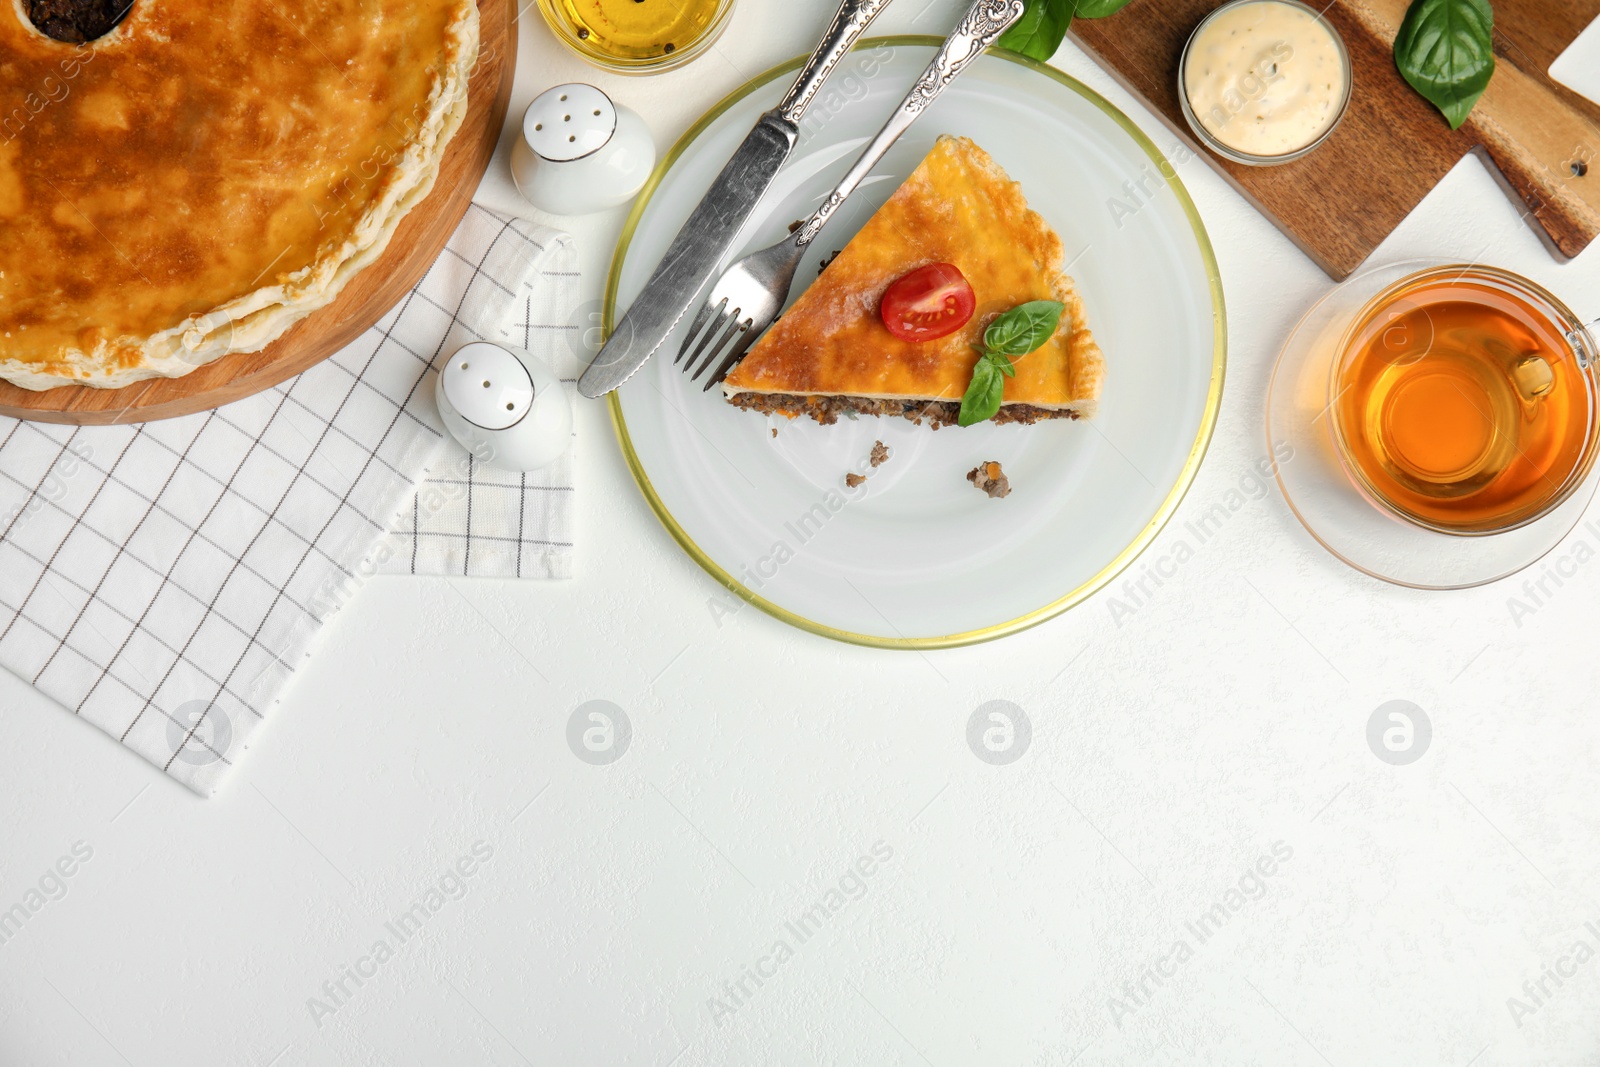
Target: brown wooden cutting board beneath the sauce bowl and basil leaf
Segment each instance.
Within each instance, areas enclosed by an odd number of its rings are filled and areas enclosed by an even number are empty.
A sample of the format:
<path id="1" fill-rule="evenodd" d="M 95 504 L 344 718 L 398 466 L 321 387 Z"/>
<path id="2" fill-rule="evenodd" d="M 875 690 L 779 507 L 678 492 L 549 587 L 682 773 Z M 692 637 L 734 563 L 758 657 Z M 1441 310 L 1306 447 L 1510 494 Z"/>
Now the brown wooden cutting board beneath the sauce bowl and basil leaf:
<path id="1" fill-rule="evenodd" d="M 1600 107 L 1546 72 L 1600 14 L 1600 0 L 1493 5 L 1494 78 L 1453 131 L 1395 69 L 1406 0 L 1330 3 L 1326 19 L 1344 35 L 1354 66 L 1350 107 L 1322 147 L 1280 166 L 1222 160 L 1200 147 L 1182 118 L 1178 59 L 1218 0 L 1134 0 L 1110 18 L 1078 19 L 1072 35 L 1334 278 L 1355 270 L 1478 149 L 1528 205 L 1552 250 L 1571 258 L 1600 234 Z M 1464 258 L 1482 251 L 1459 250 Z"/>

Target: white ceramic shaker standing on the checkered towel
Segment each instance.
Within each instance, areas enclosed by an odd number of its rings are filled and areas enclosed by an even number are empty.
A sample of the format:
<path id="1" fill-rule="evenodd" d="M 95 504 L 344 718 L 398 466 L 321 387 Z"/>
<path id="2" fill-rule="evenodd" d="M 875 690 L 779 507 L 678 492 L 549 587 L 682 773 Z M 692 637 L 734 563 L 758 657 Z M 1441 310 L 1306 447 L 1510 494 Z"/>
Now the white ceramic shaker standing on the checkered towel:
<path id="1" fill-rule="evenodd" d="M 438 373 L 434 397 L 450 435 L 501 470 L 538 470 L 573 437 L 573 405 L 560 379 L 523 349 L 462 346 Z"/>

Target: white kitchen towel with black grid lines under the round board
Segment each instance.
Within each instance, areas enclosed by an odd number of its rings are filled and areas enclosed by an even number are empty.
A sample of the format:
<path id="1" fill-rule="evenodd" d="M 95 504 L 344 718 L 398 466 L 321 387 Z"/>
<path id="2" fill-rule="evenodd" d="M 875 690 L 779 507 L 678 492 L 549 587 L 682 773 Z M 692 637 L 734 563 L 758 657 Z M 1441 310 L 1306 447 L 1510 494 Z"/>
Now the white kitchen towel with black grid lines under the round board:
<path id="1" fill-rule="evenodd" d="M 474 206 L 394 310 L 277 389 L 144 426 L 0 419 L 0 665 L 210 795 L 365 577 L 568 576 L 571 450 L 478 467 L 432 368 L 509 341 L 573 390 L 574 264 Z"/>

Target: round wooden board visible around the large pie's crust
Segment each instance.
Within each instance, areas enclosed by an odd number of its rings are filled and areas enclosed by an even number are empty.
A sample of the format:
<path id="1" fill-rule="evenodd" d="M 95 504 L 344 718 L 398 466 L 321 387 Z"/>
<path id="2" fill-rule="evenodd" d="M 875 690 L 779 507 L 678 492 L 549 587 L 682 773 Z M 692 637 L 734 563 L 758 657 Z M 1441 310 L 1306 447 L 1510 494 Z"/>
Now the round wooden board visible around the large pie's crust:
<path id="1" fill-rule="evenodd" d="M 509 0 L 478 0 L 478 16 L 482 45 L 467 90 L 467 118 L 445 149 L 434 192 L 402 219 L 384 254 L 355 275 L 339 299 L 261 352 L 227 355 L 184 378 L 155 378 L 126 389 L 62 386 L 46 392 L 0 381 L 0 416 L 72 426 L 173 419 L 272 389 L 360 338 L 427 274 L 494 157 L 517 72 L 517 27 Z"/>

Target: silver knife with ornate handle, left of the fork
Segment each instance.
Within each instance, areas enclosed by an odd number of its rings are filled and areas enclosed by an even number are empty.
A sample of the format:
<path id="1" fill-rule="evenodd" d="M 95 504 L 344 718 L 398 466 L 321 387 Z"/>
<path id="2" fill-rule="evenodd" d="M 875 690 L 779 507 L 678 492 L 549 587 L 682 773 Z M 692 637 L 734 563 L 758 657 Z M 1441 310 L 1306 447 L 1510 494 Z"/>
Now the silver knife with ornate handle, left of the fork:
<path id="1" fill-rule="evenodd" d="M 590 398 L 603 397 L 626 382 L 694 307 L 699 291 L 717 274 L 722 258 L 794 150 L 806 107 L 851 45 L 888 5 L 890 0 L 843 0 L 827 35 L 800 70 L 789 94 L 762 115 L 712 182 L 638 299 L 578 379 L 578 392 Z"/>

__________________________________________________

• **Problem to work on**
Determine how many of the lines above include the word "Target", then give that number and nothing else.

• **Answer for the task**
5